### Requirement
Put the lines of the entries below into a JSON list of strings, with one string per line and blank lines left out. Include only the stretch that opens with the line containing "Rules: pick out every instance of the gull's grey" and closes with the line containing "point(254, 49)", both of those lines included.

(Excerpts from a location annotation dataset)

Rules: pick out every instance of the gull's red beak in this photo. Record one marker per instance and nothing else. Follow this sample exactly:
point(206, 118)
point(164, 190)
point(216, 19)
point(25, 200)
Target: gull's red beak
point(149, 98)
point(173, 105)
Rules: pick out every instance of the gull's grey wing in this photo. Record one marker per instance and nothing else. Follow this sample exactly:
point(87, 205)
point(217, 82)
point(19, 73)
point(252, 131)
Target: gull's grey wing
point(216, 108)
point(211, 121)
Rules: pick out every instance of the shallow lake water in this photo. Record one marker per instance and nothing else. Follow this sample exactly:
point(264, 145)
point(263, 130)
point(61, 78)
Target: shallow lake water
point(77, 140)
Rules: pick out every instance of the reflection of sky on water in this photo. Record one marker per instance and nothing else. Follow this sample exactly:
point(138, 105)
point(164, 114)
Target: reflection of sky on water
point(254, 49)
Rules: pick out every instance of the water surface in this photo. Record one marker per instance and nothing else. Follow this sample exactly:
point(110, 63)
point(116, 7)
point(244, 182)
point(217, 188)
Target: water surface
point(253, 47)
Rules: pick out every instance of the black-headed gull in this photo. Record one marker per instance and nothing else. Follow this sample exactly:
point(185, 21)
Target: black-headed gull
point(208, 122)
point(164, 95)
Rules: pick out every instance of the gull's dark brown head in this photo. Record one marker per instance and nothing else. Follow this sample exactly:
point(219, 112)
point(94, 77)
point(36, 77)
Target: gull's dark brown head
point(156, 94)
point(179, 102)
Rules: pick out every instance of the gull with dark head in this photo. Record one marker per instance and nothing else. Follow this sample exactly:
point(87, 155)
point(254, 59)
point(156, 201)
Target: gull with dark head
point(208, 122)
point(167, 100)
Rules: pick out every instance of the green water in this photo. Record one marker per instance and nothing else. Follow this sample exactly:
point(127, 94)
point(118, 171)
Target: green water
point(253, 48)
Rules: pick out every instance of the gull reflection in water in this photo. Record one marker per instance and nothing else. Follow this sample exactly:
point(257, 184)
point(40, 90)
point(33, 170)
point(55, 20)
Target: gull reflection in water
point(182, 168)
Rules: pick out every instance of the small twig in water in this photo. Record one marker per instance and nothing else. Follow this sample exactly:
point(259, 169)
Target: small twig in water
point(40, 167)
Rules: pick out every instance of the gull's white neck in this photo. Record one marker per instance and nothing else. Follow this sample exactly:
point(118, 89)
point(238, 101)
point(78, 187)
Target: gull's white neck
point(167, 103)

...

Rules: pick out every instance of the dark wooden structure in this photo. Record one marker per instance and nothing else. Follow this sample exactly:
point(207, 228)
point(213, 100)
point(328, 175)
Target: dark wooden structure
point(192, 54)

### Reply
[
  "Rules: pick out every instance of the gull's grey wing in this photo. Record one marker per instance and nothing else. Follow this sample exactly:",
  "point(87, 205)",
  "point(217, 82)",
  "point(19, 73)",
  "point(252, 131)",
  "Target: gull's grey wing",
  "point(216, 108)",
  "point(211, 121)",
  "Rules: pick out every instance of the shallow lake water in this photo. Record one marker per instance and nothing else. Follow this sample exactly:",
  "point(264, 145)",
  "point(263, 130)",
  "point(61, 78)",
  "Target: shallow lake water",
  "point(77, 140)",
  "Rules: pick out every instance of the reflection of sky on water in this photo. Record one marker per instance and nothing else. Follow this sample exactly:",
  "point(138, 105)",
  "point(164, 114)",
  "Target: reflection of sky on water",
  "point(254, 49)"
]